Extracto de origen:
Territorio musulmán
Con la conquista musulmana en el siglo VIII, Mula recibe su denominación actual. El topónimo árabe designa a quien domina diferentes lugares, refiriéndose al poder que ejercía el núcleo principal sobre varias poblaciones circundantes. En esta época la zona que comprende la pedanía de El Niño de Mula era conocida como Campo de Albalat o de Balate, que en árabe significa camino o acequia. Se encontraba próxima a la frontera entre musulmanes y cristianos. La indudable importancia estratégica de estos lares ha posibilitado la pervivencia de una gran diversidad de monumentos, que constituyen interesantes conjuntos histórico-artísticos como es el caso de los castillos de Alcalá y de los Vélez.
Adelantamiento de Alonso Yánez-Fajardo
Reconquistados estos territorios por los castellanos en el siglo XIII, pasaron a ser gestionados por las órdenes militares de Santiago y del Temple. En el siglo XV, el rey Juan II entregó el señorío de Mula al adelantado Alonso Yáñez-Fajardo, en agradecimiento por la ayuda prestada en el conflicto que mantuvo con el marqués de Villena. Este derecho de señorío desencadenó abundantes enfrentamientos entre los lugareños y los herederos del privilegio, los marqueses de los Vélez. Las disputas fueron sofocadas poco tiempo después del levantamiento comunero de 1520, lo que no evitó que el denominado 'Pleito de Mula', que cuestionaba los derechos de los señores feudales, se prolongase durante casi tres siglos.
La actual denominación de la pedanía se remonta al siglo XVII. En esta época la familia Botía era propietaria de tierras situadas en el paraje de Balate y el conjunto de la comarca muleña sufría las consecuencias de plagas, epidemias de peste bubónica y otros padecimientos, que dejaron el negro saldo de más de dos mil muertos en pocos años.

Acción requerida 1:
Transcribe el pasaje de la historia de Mula desde las palabras "La actual denominación" hasta las palabras "en pocos años.", ambas incluidas.
Acción requerida 2:
Continúa la historia de Mula y El Niño de Mula a partir de su última oración.

[Entradas de la colección]
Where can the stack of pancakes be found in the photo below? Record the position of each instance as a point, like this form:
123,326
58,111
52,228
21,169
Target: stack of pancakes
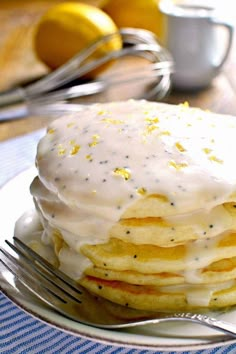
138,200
...
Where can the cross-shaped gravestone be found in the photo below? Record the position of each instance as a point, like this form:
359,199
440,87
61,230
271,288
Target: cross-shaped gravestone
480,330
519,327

Espacio de respuesta 1:
La actual denominación de la pedanía se remonta al siglo XVII. En esta época la familia Botía era propietaria de tierras situadas en el paraje de Balate y el conjunto de la comarca muleña sufría las consecuencias de plagas, epidemias de peste bubónica y otros padecimientos, que dejaron el negro saldo de más de dos mil muertos en pocos años.

Espacio de respuesta 2:
Según la leyenda, un miembro de la familia Botía, de nombre Pedro y pastor de profesión, elevó sus oraciones rogando por la remisión de aquella terrible situación. Estas plegarias obtuvieron sus frutos el 21 de septiembre de 1648 cuando, en el paraje mencionado, el pastor asistió a la aparición milagrosa de El Niño Jesús. A partir de este insólito episodio, las penurias cesaron y Pedro Botía hizo profesión de fe, cambiando su nombre por el de Fray Pedro de Jesús. La familia Botía levantó una ermita en el mismo lugar de la aparición, que se convirtió en lugar de peregrinación de la comarca y centro aglutinador de una pequeña población, que fue creciendo bajo el nombre de El Niño de Mula.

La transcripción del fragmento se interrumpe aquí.